▶ _What is expected_
Give back the full listing, character for character, with no pictures.

* start Input data *

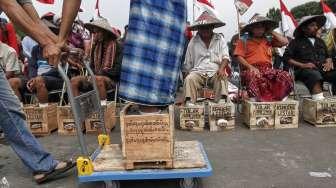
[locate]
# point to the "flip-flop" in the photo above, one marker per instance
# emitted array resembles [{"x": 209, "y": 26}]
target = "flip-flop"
[{"x": 53, "y": 173}]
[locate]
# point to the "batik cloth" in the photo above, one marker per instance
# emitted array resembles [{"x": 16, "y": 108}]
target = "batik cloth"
[
  {"x": 153, "y": 51},
  {"x": 270, "y": 85}
]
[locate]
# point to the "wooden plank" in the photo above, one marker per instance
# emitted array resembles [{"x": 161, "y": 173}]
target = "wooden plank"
[
  {"x": 66, "y": 122},
  {"x": 41, "y": 121},
  {"x": 148, "y": 164},
  {"x": 192, "y": 118},
  {"x": 221, "y": 116},
  {"x": 187, "y": 154},
  {"x": 109, "y": 159},
  {"x": 147, "y": 138},
  {"x": 320, "y": 113},
  {"x": 259, "y": 115},
  {"x": 93, "y": 124},
  {"x": 286, "y": 114}
]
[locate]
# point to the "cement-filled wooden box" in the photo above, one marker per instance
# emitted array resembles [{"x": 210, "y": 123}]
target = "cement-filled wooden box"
[
  {"x": 259, "y": 115},
  {"x": 221, "y": 116},
  {"x": 147, "y": 140},
  {"x": 93, "y": 124},
  {"x": 41, "y": 120},
  {"x": 286, "y": 114},
  {"x": 192, "y": 117},
  {"x": 320, "y": 113}
]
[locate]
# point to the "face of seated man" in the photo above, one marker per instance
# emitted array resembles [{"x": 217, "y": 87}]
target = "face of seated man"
[
  {"x": 311, "y": 29},
  {"x": 205, "y": 32},
  {"x": 258, "y": 31}
]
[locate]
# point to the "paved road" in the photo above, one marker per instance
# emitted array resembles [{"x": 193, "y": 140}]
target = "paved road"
[{"x": 240, "y": 158}]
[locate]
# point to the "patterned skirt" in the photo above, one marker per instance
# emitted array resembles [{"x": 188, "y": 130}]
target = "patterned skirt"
[
  {"x": 270, "y": 85},
  {"x": 153, "y": 51}
]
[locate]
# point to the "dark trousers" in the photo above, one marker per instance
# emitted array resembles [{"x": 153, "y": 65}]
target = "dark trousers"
[{"x": 311, "y": 77}]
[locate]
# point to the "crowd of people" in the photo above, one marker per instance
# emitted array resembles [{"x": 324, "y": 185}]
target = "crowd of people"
[{"x": 146, "y": 62}]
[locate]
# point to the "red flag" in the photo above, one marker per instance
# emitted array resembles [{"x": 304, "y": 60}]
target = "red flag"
[
  {"x": 331, "y": 18},
  {"x": 288, "y": 21},
  {"x": 97, "y": 8},
  {"x": 243, "y": 5},
  {"x": 206, "y": 2},
  {"x": 47, "y": 1}
]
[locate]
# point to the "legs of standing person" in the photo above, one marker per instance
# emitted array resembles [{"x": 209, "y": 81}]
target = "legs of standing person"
[
  {"x": 331, "y": 78},
  {"x": 103, "y": 83},
  {"x": 192, "y": 83}
]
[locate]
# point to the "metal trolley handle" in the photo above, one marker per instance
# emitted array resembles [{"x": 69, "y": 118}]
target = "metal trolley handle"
[{"x": 84, "y": 105}]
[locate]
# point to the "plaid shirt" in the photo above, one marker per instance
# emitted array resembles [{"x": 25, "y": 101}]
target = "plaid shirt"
[{"x": 153, "y": 51}]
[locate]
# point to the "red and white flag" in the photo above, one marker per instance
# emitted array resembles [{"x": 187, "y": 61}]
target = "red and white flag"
[
  {"x": 206, "y": 2},
  {"x": 47, "y": 1},
  {"x": 288, "y": 21},
  {"x": 97, "y": 10},
  {"x": 206, "y": 5},
  {"x": 331, "y": 18},
  {"x": 243, "y": 5}
]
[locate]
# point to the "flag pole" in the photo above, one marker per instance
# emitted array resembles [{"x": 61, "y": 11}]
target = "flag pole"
[
  {"x": 238, "y": 21},
  {"x": 193, "y": 11}
]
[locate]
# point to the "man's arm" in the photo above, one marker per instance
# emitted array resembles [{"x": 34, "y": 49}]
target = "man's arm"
[
  {"x": 20, "y": 17},
  {"x": 69, "y": 13},
  {"x": 31, "y": 11},
  {"x": 70, "y": 10},
  {"x": 278, "y": 40}
]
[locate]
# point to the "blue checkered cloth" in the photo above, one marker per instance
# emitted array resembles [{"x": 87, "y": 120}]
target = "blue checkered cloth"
[{"x": 153, "y": 51}]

* end Input data *

▶ _Written solution_
[locate]
# point to the "flip-flop" in the photo above, one marker per instance
# emitted array resembles [{"x": 209, "y": 26}]
target = "flip-flop"
[{"x": 53, "y": 173}]
[locate]
# point to the "batik cloth" in the photo above, one marker per instance
# emitted array resembles [{"x": 16, "y": 108}]
target = "batik cloth"
[
  {"x": 153, "y": 51},
  {"x": 270, "y": 85}
]
[locate]
# point to the "wooden plank" in the photo above, one marker per instance
# emitted array resembles [{"x": 161, "y": 173}]
target = "wooden plank"
[
  {"x": 66, "y": 122},
  {"x": 41, "y": 121},
  {"x": 148, "y": 164},
  {"x": 192, "y": 118},
  {"x": 221, "y": 116},
  {"x": 187, "y": 154},
  {"x": 109, "y": 159},
  {"x": 147, "y": 138},
  {"x": 320, "y": 113},
  {"x": 259, "y": 115},
  {"x": 93, "y": 124},
  {"x": 286, "y": 114}
]
[locate]
# point to the "cement-filled wooden box" in the photo above, one marker per instance
# emitted array resembles [{"x": 210, "y": 123}]
target = "cement-filled wooden box"
[
  {"x": 259, "y": 115},
  {"x": 221, "y": 116},
  {"x": 147, "y": 140},
  {"x": 93, "y": 124},
  {"x": 41, "y": 120},
  {"x": 286, "y": 114},
  {"x": 192, "y": 117},
  {"x": 320, "y": 113}
]
[locate]
# point to the "face of seated man" in the photo above, one marker per instance
# emitted array resembles [{"x": 217, "y": 87}]
target = "face of seated man"
[
  {"x": 311, "y": 29},
  {"x": 205, "y": 32},
  {"x": 258, "y": 31}
]
[locate]
# point to the "paved road" in the photo above, one marker per instance
# emitted array resembles [{"x": 193, "y": 140}]
target = "paved road"
[{"x": 240, "y": 158}]
[locate]
# point to the "patterned skirt" in the photo above, one marker per instance
# emitted array resembles [{"x": 188, "y": 130}]
target = "patterned skirt"
[
  {"x": 270, "y": 85},
  {"x": 153, "y": 51}
]
[locate]
# point to the "dark trousers" in the photo above, one marker per instance
# emitted array resembles [{"x": 153, "y": 65}]
target = "dark trousers"
[{"x": 311, "y": 77}]
[locate]
# point to the "crowd of people" in the photo above, one marker per instance
# emitted array resembles [{"x": 324, "y": 185}]
target = "crowd of people"
[{"x": 146, "y": 62}]
[locate]
# point to the "red flag" in the photo above, one marker per instance
# emitted array resembles [{"x": 304, "y": 60}]
target = "red flag"
[
  {"x": 331, "y": 18},
  {"x": 288, "y": 21},
  {"x": 97, "y": 8},
  {"x": 243, "y": 5},
  {"x": 206, "y": 2},
  {"x": 47, "y": 1}
]
[locate]
# point to the "legs of standing person" in the photo above, one marker per instance
# emitted array resembles [{"x": 209, "y": 81}]
target = "legs of standing person"
[
  {"x": 331, "y": 78},
  {"x": 103, "y": 83},
  {"x": 192, "y": 83}
]
[locate]
# point to the "metal trolley handle" in the photo above, one marker per instance
# emitted array resembles [{"x": 69, "y": 118}]
target = "metal trolley handle"
[{"x": 84, "y": 105}]
[locate]
# point to the "plaid shirt" in the photo above, one marker per instance
# emitted array resembles [{"x": 25, "y": 101}]
target = "plaid shirt"
[{"x": 153, "y": 51}]
[locate]
# point to the "red and white flag" in the photo above, one marker per instance
# emitted array resembles [{"x": 187, "y": 61}]
target = "red and white flag"
[
  {"x": 206, "y": 2},
  {"x": 47, "y": 1},
  {"x": 288, "y": 21},
  {"x": 97, "y": 10},
  {"x": 206, "y": 5},
  {"x": 331, "y": 18},
  {"x": 243, "y": 5}
]
[locate]
# point to the "flag pole" in the photo above, one marker per instance
# emitted array resembles [{"x": 61, "y": 11}]
target = "flag pole"
[
  {"x": 238, "y": 21},
  {"x": 193, "y": 11}
]
[locate]
# point to the "man's arm" in the photo above, one marker per instance
# emitted array resembles [{"x": 34, "y": 49}]
target = "man's arm"
[
  {"x": 20, "y": 17},
  {"x": 69, "y": 13},
  {"x": 31, "y": 11},
  {"x": 70, "y": 10},
  {"x": 278, "y": 40}
]
[locate]
# point to the "blue checkered cloth" in the photo above, one marker per instance
# emitted array resembles [{"x": 87, "y": 120}]
target = "blue checkered cloth"
[{"x": 153, "y": 51}]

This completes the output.